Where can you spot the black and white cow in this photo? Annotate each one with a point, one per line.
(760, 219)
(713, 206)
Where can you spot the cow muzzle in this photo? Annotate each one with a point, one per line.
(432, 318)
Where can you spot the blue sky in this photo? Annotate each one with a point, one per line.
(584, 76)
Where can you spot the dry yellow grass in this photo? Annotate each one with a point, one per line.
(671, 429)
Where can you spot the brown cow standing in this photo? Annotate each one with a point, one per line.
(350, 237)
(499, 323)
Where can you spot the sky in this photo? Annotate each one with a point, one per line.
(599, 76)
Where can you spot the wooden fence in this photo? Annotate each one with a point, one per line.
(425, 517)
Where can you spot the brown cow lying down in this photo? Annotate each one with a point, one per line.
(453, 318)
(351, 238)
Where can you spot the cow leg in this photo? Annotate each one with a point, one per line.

______________________________

AIM: Rewrite the material from the line that contains "Where can you spot the brown cow lying" through the end of the material, keeping the requests, and shift every point coordinate in the answers up by 85.

COMPLETE ANSWER:
Where can you spot the brown cow lying down in this photo? Annotate each one with a point, one per line.
(538, 403)
(436, 323)
Where can you spot the cow leg in this photo? Annotate each one with a point, one per line.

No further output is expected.